# STATED TASK:
Write out every line of the items below again, requests included, but scale each point coordinate in the answers by 0.6, rounding to whole numbers with halves going up. Leave the pictures out of what you write.

# EXERCISE DATA:
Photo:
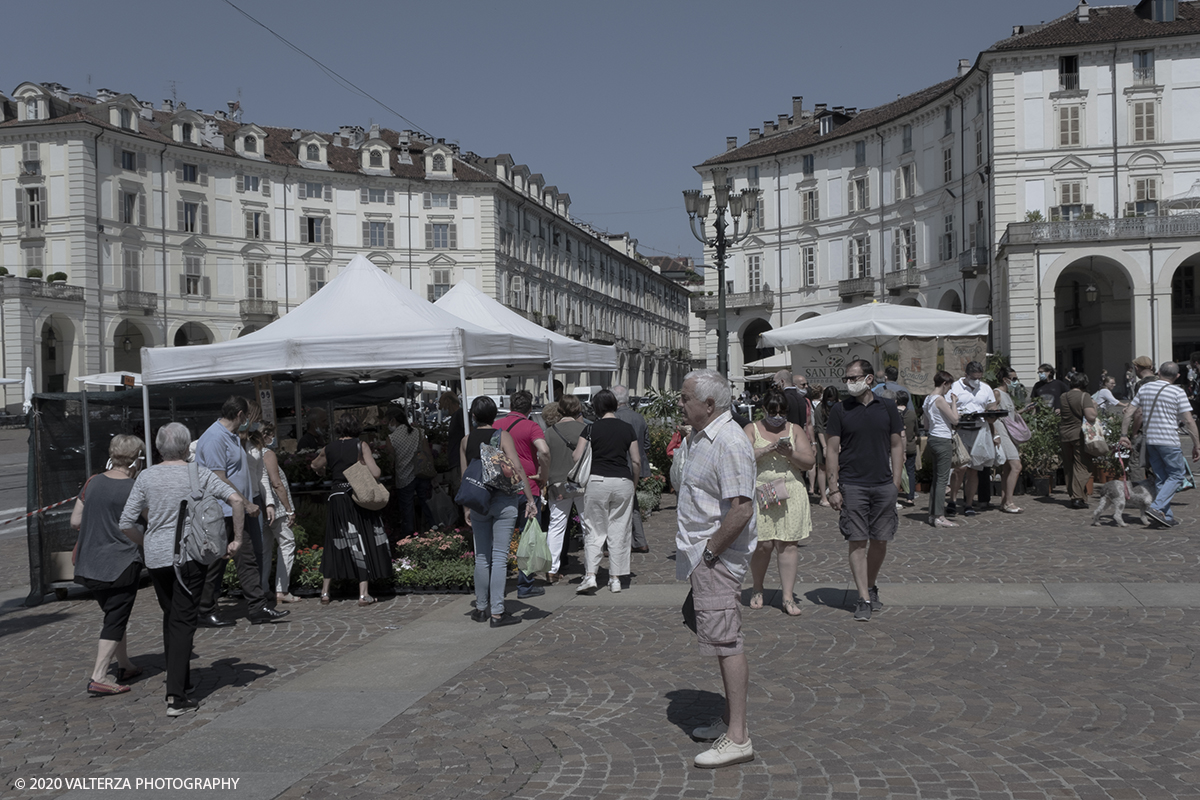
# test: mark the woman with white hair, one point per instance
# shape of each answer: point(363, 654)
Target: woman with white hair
point(159, 491)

# CORRECT OUTPUT:
Photo:
# test: mark the woman with white hair, one point per instance
# shape of each answer: point(363, 654)
Target: woman with white hair
point(95, 295)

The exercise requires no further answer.